» **BRIEF A**
Show every line of the records that contains the string "arrow", matching case exactly.

» **DOCUMENT SECTION**
-- Start --
So the logic is that the constitutional text "whole number of persons
in each State" means "whole number of inhabitants" (borrowing from the
1790 census authorization act), which in turn means "whole number of
bona fide members of a State, subject to all the requisitions of its
laws, and entitled to all the privileges which they confer," and which
in turn means "whole number of citizens or permanent resident aliens."
Yet I don't think this works. First, the theory that "we the People"
applies here and includes slaves (at a 3/5 level) and legal permanent
residents (under a theory of "virtual representation," as an e-mail I
quote below from Prof. Baker suggests) but not others doesn't strike
me as persuasive.
-- End --
Object location annotation data
-- Start --
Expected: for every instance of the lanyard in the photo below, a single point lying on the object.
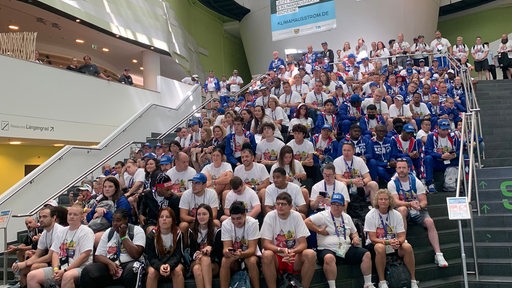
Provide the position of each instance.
(338, 228)
(385, 225)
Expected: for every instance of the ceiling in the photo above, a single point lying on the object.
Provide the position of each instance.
(57, 35)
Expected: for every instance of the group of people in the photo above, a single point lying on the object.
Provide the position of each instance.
(228, 195)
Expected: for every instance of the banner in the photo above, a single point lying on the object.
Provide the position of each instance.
(291, 18)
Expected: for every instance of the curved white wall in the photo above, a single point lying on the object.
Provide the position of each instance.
(373, 19)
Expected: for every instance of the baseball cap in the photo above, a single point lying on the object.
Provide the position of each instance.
(444, 124)
(355, 98)
(409, 128)
(327, 126)
(199, 177)
(338, 198)
(165, 159)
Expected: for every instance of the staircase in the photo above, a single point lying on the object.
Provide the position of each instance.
(495, 101)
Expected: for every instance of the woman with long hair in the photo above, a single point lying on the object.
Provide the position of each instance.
(164, 251)
(205, 247)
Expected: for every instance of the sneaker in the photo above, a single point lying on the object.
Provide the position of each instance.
(431, 188)
(440, 261)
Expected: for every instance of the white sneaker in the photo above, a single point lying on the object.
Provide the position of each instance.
(440, 261)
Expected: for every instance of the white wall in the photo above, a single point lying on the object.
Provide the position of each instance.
(62, 105)
(374, 20)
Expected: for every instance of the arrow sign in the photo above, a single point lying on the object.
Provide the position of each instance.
(507, 204)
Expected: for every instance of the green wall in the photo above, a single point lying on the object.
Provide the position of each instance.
(225, 52)
(489, 24)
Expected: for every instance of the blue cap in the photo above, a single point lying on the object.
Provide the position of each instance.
(409, 128)
(338, 198)
(444, 124)
(355, 98)
(165, 159)
(327, 126)
(199, 177)
(149, 155)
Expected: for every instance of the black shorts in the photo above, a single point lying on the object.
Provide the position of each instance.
(481, 65)
(353, 256)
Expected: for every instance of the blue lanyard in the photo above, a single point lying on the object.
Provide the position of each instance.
(384, 224)
(337, 229)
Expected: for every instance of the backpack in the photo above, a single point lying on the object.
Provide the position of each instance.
(130, 232)
(450, 179)
(240, 280)
(396, 273)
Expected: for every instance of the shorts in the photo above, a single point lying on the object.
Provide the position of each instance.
(481, 65)
(285, 267)
(48, 276)
(354, 255)
(418, 218)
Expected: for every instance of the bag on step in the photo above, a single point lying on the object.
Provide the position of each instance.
(450, 179)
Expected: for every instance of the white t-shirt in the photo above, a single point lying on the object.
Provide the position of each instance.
(216, 172)
(109, 248)
(293, 189)
(269, 150)
(395, 112)
(191, 201)
(249, 197)
(318, 99)
(48, 237)
(72, 243)
(241, 236)
(393, 221)
(180, 179)
(299, 169)
(295, 97)
(283, 232)
(338, 187)
(407, 189)
(301, 152)
(255, 176)
(350, 169)
(344, 227)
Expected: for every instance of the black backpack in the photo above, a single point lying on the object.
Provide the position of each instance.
(397, 274)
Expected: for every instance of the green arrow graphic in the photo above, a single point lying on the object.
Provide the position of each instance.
(507, 204)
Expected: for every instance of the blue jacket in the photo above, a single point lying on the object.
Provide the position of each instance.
(230, 145)
(380, 152)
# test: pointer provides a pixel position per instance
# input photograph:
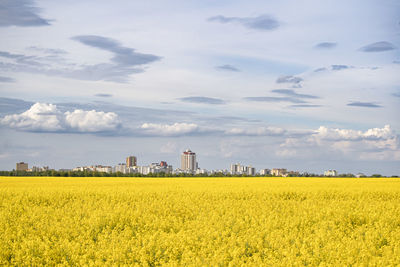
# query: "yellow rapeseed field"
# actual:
(199, 221)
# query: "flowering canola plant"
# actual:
(199, 221)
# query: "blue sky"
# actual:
(307, 85)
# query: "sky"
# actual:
(303, 85)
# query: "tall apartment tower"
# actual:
(188, 160)
(131, 161)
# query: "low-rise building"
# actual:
(265, 172)
(330, 173)
(21, 166)
(279, 172)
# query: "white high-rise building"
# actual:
(188, 161)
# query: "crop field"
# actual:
-- End --
» **BRIEF B**
List every phrase that appears inside quotation marks in the passage on the constitutional phrase "whole number of persons."

» **EXERCISE RESULT A**
Expected: for every instance of the arrow sign in the photo above, a single point lying on the object.
Expected: for every instance of the green arrow graphic in the photo above, a single point lying on the object.

» **EXERCISE RESULT B**
- "whole number of persons in each State"
- "whole number of inhabitants"
- "whole number of bona fide members of a State, subject to all the requisitions of its laws, and entitled to all the privileges which they confer"
- "whole number of citizens or permanent resident aliens"
- "we the People"
- "virtual representation"